Saved data entries
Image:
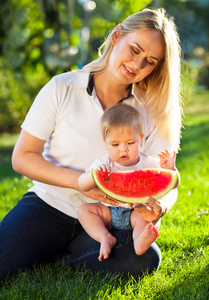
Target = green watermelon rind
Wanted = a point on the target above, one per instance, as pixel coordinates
(174, 176)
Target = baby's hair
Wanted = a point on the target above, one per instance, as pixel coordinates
(120, 115)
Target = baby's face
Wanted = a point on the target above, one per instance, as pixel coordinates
(123, 146)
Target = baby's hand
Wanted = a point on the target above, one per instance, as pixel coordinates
(166, 160)
(104, 168)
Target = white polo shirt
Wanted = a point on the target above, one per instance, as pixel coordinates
(68, 118)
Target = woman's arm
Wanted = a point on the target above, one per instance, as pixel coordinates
(28, 161)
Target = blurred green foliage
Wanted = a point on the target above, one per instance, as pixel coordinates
(42, 38)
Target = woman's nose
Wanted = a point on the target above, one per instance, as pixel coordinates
(139, 63)
(124, 148)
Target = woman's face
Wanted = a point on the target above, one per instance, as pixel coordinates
(135, 55)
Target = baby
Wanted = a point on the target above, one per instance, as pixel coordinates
(122, 134)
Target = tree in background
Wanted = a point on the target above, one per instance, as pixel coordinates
(42, 38)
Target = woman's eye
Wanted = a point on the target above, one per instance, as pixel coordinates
(136, 51)
(150, 63)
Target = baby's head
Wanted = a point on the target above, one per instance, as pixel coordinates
(122, 133)
(121, 117)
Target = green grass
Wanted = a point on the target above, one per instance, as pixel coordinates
(184, 233)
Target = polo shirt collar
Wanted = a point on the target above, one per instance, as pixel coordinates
(86, 80)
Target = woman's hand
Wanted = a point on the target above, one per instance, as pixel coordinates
(98, 195)
(150, 211)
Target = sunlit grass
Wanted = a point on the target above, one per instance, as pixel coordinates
(184, 233)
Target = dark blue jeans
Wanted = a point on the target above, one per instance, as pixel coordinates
(33, 232)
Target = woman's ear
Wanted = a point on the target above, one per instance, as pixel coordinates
(115, 34)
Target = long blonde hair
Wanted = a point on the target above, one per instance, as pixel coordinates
(161, 88)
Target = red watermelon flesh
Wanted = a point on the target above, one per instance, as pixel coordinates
(135, 186)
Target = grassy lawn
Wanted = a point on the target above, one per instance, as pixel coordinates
(184, 234)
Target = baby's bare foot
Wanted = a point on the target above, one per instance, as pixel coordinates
(145, 239)
(107, 243)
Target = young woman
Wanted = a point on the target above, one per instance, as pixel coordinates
(139, 64)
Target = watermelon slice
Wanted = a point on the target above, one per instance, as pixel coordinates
(135, 186)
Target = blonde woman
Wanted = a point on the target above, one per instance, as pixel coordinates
(139, 64)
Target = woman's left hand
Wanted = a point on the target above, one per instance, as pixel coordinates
(150, 211)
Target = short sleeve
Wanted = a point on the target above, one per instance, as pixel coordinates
(41, 118)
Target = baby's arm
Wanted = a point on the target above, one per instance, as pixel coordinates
(85, 180)
(168, 162)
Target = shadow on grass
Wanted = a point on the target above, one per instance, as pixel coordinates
(192, 284)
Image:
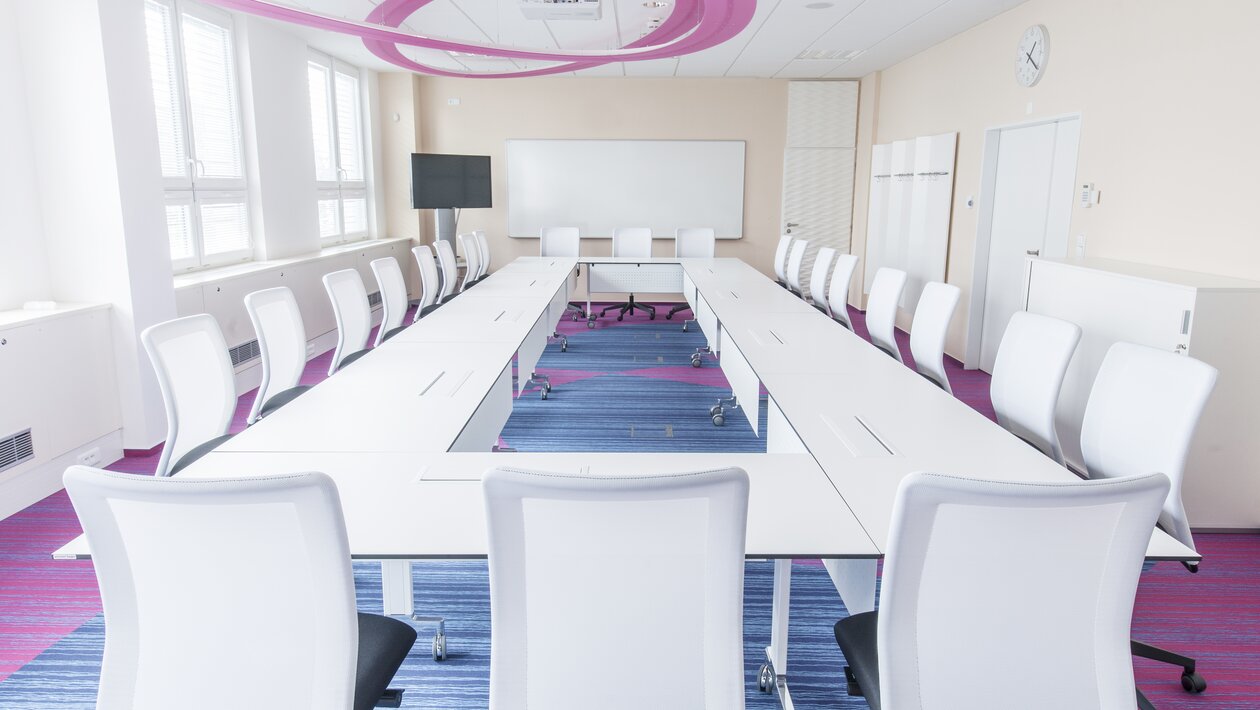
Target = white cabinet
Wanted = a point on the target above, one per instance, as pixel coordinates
(1211, 318)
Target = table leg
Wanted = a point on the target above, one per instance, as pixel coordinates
(774, 672)
(396, 590)
(854, 581)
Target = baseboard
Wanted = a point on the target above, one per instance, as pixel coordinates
(40, 482)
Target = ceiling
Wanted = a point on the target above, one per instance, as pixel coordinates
(885, 32)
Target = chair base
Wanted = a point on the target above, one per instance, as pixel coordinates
(630, 307)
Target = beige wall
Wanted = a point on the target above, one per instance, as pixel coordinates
(1169, 110)
(493, 111)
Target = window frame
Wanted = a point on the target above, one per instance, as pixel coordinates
(194, 189)
(342, 188)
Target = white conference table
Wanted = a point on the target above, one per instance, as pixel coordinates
(846, 424)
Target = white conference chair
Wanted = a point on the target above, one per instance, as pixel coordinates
(818, 278)
(838, 293)
(198, 387)
(1143, 410)
(483, 254)
(1027, 377)
(580, 619)
(353, 317)
(430, 283)
(231, 593)
(282, 346)
(930, 327)
(562, 241)
(1002, 594)
(692, 242)
(795, 259)
(882, 309)
(449, 270)
(471, 260)
(781, 257)
(393, 296)
(633, 242)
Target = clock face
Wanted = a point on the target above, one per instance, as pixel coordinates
(1031, 56)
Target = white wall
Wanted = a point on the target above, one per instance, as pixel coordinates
(23, 265)
(281, 160)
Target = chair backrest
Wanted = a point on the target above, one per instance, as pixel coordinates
(429, 278)
(818, 276)
(352, 312)
(560, 241)
(393, 294)
(483, 252)
(1028, 375)
(450, 271)
(930, 327)
(1038, 579)
(634, 242)
(256, 570)
(471, 259)
(197, 384)
(580, 618)
(882, 309)
(781, 257)
(838, 293)
(1142, 415)
(694, 242)
(281, 342)
(795, 259)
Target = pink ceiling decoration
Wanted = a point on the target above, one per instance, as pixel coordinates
(692, 27)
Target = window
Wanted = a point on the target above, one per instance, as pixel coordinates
(193, 68)
(337, 126)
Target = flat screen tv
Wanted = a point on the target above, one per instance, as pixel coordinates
(439, 182)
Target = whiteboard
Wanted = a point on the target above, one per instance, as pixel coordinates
(597, 186)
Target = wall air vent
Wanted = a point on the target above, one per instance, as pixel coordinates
(561, 9)
(243, 353)
(15, 449)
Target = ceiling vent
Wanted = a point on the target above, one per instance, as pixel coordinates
(830, 54)
(561, 9)
(15, 449)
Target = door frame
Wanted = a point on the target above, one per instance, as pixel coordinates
(984, 227)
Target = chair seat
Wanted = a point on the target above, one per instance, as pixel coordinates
(383, 645)
(353, 357)
(282, 399)
(857, 638)
(392, 333)
(198, 452)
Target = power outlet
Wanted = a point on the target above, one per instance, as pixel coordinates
(91, 457)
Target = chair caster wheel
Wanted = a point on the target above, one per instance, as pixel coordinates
(440, 647)
(1193, 682)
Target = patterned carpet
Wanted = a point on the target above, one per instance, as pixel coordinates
(624, 386)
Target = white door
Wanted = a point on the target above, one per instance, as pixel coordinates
(818, 167)
(1032, 179)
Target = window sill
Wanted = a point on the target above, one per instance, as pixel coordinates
(234, 270)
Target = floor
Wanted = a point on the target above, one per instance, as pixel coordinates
(636, 392)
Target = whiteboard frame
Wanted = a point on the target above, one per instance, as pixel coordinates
(733, 209)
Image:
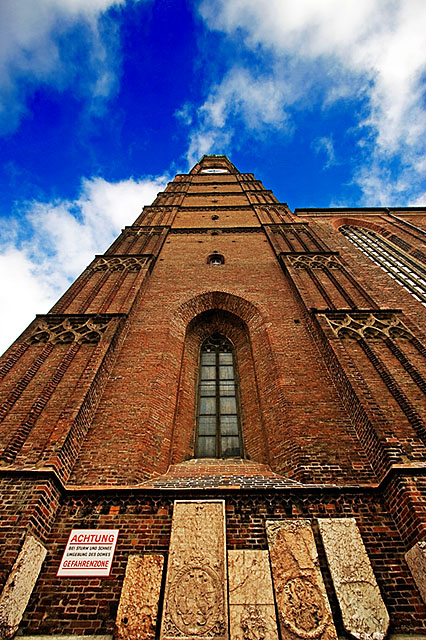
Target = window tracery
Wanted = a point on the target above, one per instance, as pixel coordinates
(392, 259)
(218, 423)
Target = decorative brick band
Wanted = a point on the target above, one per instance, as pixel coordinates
(360, 325)
(314, 261)
(63, 329)
(120, 263)
(191, 230)
(136, 230)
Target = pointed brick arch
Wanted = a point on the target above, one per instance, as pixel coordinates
(261, 403)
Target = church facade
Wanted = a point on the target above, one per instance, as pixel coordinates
(219, 431)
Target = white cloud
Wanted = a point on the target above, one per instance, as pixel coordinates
(34, 50)
(316, 52)
(256, 100)
(53, 242)
(324, 145)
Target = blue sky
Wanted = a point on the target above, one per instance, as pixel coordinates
(103, 101)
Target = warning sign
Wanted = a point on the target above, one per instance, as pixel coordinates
(89, 552)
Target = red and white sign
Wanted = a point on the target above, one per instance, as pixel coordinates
(89, 552)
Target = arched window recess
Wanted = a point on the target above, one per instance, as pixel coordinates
(218, 416)
(216, 258)
(399, 265)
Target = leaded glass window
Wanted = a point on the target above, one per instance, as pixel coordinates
(218, 427)
(399, 265)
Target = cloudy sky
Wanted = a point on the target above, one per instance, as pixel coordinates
(103, 101)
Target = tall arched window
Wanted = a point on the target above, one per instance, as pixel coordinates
(399, 265)
(218, 422)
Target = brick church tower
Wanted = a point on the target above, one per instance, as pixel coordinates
(219, 430)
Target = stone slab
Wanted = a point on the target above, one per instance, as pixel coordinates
(140, 595)
(302, 604)
(19, 585)
(251, 599)
(363, 611)
(195, 598)
(416, 560)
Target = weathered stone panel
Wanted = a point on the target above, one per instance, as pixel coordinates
(19, 585)
(138, 608)
(364, 613)
(251, 599)
(195, 599)
(303, 608)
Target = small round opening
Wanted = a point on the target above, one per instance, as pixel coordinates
(215, 259)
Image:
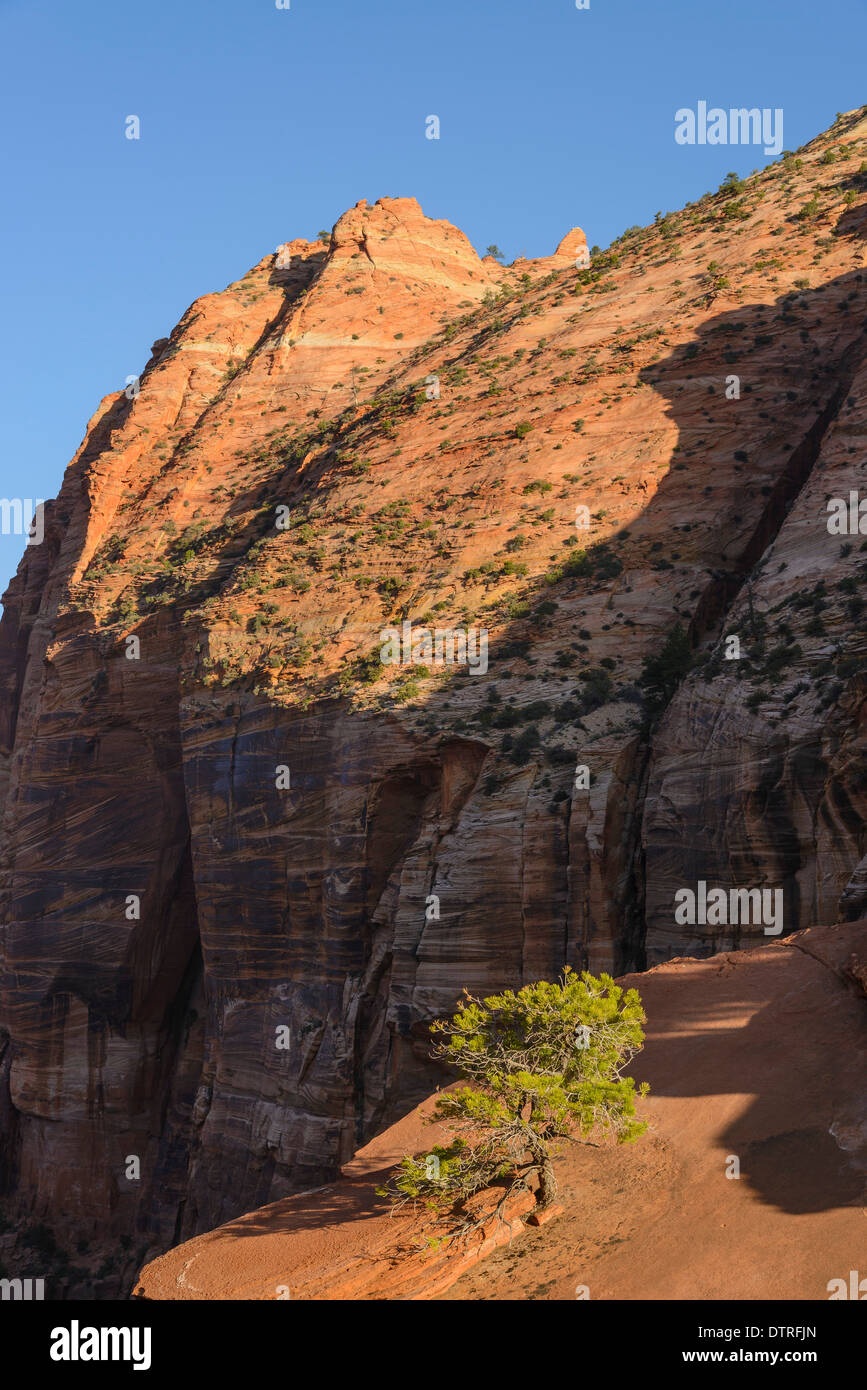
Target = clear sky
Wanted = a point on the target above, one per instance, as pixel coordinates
(261, 124)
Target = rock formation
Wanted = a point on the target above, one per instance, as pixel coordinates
(229, 827)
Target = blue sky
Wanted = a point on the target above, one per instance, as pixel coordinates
(261, 124)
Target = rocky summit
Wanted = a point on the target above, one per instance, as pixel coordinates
(417, 623)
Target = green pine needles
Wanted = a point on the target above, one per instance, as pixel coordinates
(545, 1066)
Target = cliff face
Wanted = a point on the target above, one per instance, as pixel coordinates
(224, 818)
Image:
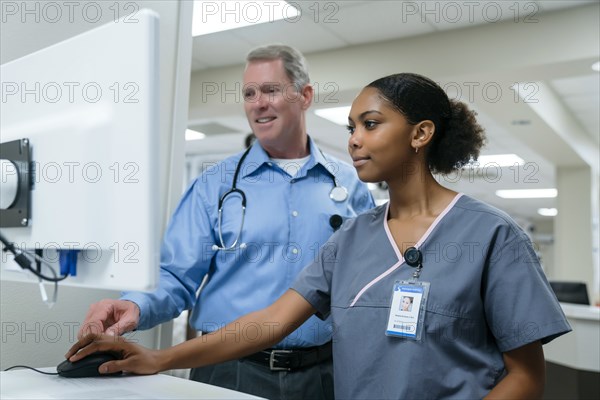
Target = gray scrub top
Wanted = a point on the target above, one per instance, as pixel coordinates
(488, 295)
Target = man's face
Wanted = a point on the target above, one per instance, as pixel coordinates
(273, 105)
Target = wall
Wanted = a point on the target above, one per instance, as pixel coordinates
(32, 334)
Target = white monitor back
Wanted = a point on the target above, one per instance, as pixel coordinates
(89, 107)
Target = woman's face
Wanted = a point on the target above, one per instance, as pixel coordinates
(380, 139)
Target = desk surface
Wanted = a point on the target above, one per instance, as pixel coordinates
(28, 384)
(579, 349)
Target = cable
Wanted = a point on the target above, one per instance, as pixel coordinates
(25, 258)
(24, 261)
(27, 367)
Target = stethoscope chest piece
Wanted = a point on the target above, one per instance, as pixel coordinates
(338, 193)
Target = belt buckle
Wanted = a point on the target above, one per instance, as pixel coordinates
(272, 367)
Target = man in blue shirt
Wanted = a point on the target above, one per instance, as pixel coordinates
(295, 198)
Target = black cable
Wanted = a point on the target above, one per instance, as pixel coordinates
(27, 367)
(25, 263)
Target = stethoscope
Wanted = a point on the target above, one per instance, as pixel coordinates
(338, 194)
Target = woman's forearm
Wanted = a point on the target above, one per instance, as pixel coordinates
(246, 335)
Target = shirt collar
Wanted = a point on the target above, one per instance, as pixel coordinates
(257, 157)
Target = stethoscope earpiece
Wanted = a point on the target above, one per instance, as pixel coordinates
(335, 221)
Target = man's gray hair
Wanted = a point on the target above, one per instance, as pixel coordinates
(294, 62)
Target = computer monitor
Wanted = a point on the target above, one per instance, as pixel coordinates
(87, 108)
(570, 292)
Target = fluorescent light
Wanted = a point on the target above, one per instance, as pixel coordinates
(212, 16)
(193, 135)
(548, 212)
(527, 193)
(337, 115)
(496, 160)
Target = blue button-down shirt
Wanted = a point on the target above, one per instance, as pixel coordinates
(286, 222)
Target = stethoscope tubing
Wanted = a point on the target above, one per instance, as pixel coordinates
(337, 194)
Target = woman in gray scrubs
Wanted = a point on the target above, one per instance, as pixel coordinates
(481, 307)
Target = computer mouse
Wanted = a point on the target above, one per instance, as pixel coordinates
(86, 367)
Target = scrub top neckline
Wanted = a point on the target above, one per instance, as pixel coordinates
(427, 232)
(397, 250)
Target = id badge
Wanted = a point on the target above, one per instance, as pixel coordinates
(407, 312)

Activity: Verbatim copy, pictures excluded: output the lines from the first line of the records above through the line containing "Target = polo shirt collar".

Exercise result:
Image:
Target = green watermelon rind
Wanted = a point on the target above, one per instance, as pixel coordinates
(174, 176)
Target = baby's hair
Wanted = a point on the target above, one per instance, as pixel coordinates
(120, 115)
Target = baby's face
Wanted = a point on the target above, one per instance, as pixel coordinates
(123, 146)
Target = baby's hand
Wanted = a point on the target above, one per instance, as pixel coordinates
(166, 160)
(104, 168)
Target = white polo shirt
Wanted = a point on the target above, one per instance, as pixel coordinates
(68, 118)
Target = woman's arm
Wanted = a point on the target above, one per instance, as pixel coordinates
(28, 161)
Target = blurred green foliage
Wanted = a point on the target above, one per instance, as pixel coordinates
(42, 38)
Target = woman's nose
Wanted = a point on the target above, one per instance, as pixel coordinates
(139, 63)
(124, 148)
Target = woman's face
Wanted = a point on the target above, one per instance, as pixel coordinates
(135, 55)
Target = baby
Wanted = a point on the target above, one per instance, as pixel coordinates
(122, 134)
Target = tree in background
Wanted = a point on the target above, one per instance, as pixel coordinates
(42, 38)
Target = woman's eye
Wanted = a point on the target above, one per instance, as pixel coordinates
(136, 51)
(150, 63)
Target = baby's head
Wanted = a point on the target above, one per instance, as pixel coordinates
(122, 133)
(121, 117)
Target = green grass
Wanted = a point on the target above, one per instance, as pixel coordinates
(184, 233)
Target = polo shirt collar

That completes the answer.